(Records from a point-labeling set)
"""

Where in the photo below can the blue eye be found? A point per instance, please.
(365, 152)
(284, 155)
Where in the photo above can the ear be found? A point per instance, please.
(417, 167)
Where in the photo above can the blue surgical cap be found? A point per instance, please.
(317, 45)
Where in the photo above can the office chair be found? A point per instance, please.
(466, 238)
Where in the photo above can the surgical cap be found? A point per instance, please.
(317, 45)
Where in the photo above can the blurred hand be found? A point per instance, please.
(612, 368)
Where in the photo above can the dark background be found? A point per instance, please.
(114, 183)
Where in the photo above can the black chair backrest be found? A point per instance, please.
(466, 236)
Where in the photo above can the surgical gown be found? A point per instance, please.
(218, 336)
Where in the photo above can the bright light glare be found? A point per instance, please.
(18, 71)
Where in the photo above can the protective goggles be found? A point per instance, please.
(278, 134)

"""

> _DIRECTIVE_
Print every line of the listing above again without changing anything, keeping the original order.

> _FINAL RESULT_
Where in the photo below can the blue eye be found? A point per instance, please.
(365, 152)
(284, 155)
Where in the photo above can the ear be found? A point per instance, please.
(417, 167)
Where in the photo above can the blue surgical cap be found? A point per instance, please.
(317, 45)
Where in the photo above can the office chair be found? A point per instance, please.
(466, 238)
Where in the photo above can the surgical cap be found? A point per instance, please.
(317, 45)
Where in the photo above can the blurred hand be found? A point per instance, please.
(612, 368)
Where in the photo above can the dark background be found? A point per instance, please.
(114, 183)
Where in the photo above can the black chair backrest be found? A point per instance, please.
(466, 236)
Where in the photo above can the surgical gown be found? A point per instance, please.
(218, 336)
Where in the photo above can the bright light glare be found? A point per instance, please.
(18, 71)
Where in the photo above can the protective goggles be found? A point per instance, please.
(278, 134)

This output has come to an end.